— begin DOCUMENT SEGMENT —

Visionary Voices Interview
Nancy Thaler
Chapter 1: Early Career
05:17:21:20 – 05:17:56:27
Lisa: My name is Lisa Sonneborn and I’m pleased to be interviewing Nancy Thaler at Temple University in Philadelphia Pennsylvania on January 19th, 2012. Also present, are videographers Lindsey Martin and Aggie Ebrahimi Bazaz. Nancy, do we have your permission to begin the interview?
Nancy: Yes.
Lisa: Thank you. And I also wondered if you could tell me where you were born and in what year?
Nancy: I was born in 1949 in the town of Kingston, Pennsylvania.
05:17:57:24 – 05:19:03:04
Lisa: Thank you. Nancy, you’ve worked on behalf of people with intellectual and other disabilities for over forty years now?
Nancy: Uh-huh.
Lisa: Um, but your undergraduate degree was in music.
Nancy: Uh-huh.
Lisa: So I’m wondering what career you initially envisioned for yourself?

— end DOCUMENT SEGMENT —

→ **SHORT TASK A**:
Answer these about the interview transcript:
(i) In what year was Nancy Thaler born?
(ii) Who are named as the videographers present?
(iii) In what subject was the undergraduate degree?

— begin RECORDS FOR THIS EXERCISE —

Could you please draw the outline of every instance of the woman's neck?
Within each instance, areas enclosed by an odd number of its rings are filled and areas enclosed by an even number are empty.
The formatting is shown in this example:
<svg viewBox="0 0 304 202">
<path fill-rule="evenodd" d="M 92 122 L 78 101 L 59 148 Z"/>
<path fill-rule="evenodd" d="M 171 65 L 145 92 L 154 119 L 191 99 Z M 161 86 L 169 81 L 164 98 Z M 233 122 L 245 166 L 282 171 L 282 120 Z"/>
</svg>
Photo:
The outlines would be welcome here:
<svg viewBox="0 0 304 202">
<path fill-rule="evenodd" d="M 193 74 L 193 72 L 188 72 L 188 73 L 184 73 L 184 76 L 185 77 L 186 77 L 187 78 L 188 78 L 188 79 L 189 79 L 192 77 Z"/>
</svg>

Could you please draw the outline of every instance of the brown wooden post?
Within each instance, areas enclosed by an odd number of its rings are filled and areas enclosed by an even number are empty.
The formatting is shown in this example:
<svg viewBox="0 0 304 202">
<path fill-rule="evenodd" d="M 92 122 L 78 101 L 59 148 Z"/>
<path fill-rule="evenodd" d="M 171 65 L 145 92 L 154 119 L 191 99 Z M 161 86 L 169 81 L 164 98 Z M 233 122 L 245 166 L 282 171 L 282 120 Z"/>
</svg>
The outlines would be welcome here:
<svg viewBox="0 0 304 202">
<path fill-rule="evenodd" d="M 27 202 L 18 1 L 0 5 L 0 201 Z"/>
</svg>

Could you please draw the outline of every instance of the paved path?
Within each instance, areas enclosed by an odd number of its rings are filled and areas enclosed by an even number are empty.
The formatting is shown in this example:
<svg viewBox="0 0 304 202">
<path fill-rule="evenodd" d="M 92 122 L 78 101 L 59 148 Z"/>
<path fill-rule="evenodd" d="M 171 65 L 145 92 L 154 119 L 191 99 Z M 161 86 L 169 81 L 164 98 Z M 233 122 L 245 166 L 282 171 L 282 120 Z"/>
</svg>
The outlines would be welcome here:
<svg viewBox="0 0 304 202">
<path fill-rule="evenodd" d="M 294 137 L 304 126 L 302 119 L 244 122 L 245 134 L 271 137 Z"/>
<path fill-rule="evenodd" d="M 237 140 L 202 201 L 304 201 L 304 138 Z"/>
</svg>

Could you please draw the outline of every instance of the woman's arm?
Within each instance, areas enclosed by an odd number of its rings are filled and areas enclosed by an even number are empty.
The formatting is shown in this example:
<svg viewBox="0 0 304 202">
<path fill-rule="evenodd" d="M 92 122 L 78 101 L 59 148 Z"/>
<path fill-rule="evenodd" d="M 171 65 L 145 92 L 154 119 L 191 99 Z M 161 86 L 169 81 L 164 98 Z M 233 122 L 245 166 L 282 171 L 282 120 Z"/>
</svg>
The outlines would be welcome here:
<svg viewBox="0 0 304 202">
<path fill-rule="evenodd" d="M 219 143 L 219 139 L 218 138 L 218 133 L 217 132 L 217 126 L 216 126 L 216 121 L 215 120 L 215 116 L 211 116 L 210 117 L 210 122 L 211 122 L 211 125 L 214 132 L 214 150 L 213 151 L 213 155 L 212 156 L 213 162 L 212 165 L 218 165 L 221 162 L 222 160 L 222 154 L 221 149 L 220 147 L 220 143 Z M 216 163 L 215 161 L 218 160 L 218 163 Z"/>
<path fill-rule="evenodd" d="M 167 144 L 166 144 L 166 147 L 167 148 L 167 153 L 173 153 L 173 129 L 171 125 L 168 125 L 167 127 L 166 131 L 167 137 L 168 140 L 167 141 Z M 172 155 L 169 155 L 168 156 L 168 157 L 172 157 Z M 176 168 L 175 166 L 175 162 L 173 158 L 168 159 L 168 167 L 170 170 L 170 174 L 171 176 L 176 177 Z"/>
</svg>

— end RECORDS FOR THIS EXERCISE —

→ **SHORT TASK B**:
From the records, reproduce the lines between the one holding "the paved path?" and the one holding "294 137 L 304", inclusive.

→ **FULL RESPONSE A**:
(i) 1949
(ii) Lindsey Martin and Aggie Ebrahimi Bazaz
(iii) Music

→ **FULL RESPONSE B**:
Could you please draw the outline of every instance of the paved path?
Within each instance, areas enclosed by an odd number of its rings are filled and areas enclosed by an even number are empty.
The formatting is shown in this example:
<svg viewBox="0 0 304 202">
<path fill-rule="evenodd" d="M 92 122 L 78 101 L 59 148 Z"/>
<path fill-rule="evenodd" d="M 171 65 L 145 92 L 154 119 L 191 99 Z M 161 86 L 169 81 L 164 98 Z M 233 122 L 245 166 L 282 171 L 282 120 Z"/>
</svg>
The outlines would be welcome here:
<svg viewBox="0 0 304 202">
<path fill-rule="evenodd" d="M 294 137 L 304 126 L 302 119 L 244 122 L 245 134 L 271 137 Z"/>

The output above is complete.